→ **What to produce**:
In the records below, express as a numbered list the lines between the one holding "Task: Find the building" and the one holding "Target: building facade", inclusive, and leave out any blank lines.

BEGIN

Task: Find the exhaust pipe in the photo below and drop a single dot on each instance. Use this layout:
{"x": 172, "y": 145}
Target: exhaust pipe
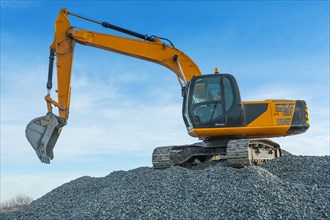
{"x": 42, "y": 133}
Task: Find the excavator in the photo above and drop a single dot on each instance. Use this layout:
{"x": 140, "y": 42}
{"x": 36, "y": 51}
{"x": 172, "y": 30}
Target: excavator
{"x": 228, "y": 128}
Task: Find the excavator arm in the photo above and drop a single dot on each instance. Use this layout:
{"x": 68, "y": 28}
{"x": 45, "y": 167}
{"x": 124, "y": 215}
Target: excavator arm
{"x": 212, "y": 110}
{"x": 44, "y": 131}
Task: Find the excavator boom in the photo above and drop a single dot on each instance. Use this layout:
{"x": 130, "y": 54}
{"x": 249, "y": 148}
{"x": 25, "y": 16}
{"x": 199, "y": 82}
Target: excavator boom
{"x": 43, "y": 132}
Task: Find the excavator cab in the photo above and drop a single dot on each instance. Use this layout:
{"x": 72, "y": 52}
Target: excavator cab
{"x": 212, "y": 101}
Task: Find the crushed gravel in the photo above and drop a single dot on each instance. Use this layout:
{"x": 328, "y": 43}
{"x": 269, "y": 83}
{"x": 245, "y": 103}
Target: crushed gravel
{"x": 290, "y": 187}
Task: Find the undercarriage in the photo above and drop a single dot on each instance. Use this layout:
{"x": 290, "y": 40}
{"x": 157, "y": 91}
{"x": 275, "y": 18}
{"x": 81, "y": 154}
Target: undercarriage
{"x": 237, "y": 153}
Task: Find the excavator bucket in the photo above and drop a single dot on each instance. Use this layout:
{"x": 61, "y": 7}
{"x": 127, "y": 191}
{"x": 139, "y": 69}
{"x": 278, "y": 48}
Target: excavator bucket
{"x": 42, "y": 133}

END
BEGIN

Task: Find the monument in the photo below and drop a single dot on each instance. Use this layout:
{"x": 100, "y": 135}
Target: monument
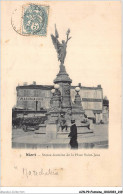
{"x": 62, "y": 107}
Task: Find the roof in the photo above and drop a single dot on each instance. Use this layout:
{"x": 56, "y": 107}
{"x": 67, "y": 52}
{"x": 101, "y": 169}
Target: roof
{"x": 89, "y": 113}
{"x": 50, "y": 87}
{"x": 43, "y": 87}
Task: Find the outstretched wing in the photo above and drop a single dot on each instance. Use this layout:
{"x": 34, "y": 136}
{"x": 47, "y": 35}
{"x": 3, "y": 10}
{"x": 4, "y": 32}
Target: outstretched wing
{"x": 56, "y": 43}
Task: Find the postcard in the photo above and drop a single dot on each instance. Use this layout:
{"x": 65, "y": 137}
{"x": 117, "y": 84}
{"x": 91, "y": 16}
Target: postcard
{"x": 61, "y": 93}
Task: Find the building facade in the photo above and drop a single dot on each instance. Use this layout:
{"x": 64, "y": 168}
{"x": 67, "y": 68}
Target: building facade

END

→ **Solved exercise**:
1. Task: Find the building facade in the photo above and drop a single dot on each instance. Use this layout:
2. {"x": 64, "y": 168}
3. {"x": 67, "y": 68}
4. Target: building facade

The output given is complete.